§ **Coordinate annotation lines**:
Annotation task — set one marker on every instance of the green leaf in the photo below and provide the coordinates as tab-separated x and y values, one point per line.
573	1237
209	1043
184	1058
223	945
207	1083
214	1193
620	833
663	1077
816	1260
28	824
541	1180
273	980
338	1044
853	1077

§ **WHAT IS BEING ASKED**:
Print the lines above again, unchanged.

§ **EXERCISE RESULT**:
Annotation task — set one marker on every instance of the green leaf in the photo below and provide the coordinates as tab-separated x and y values, one point per line.
573	1237
209	1043
184	1058
223	945
207	1083
214	1193
620	833
663	1077
816	1260
28	824
541	1180
273	980
338	1044
853	1077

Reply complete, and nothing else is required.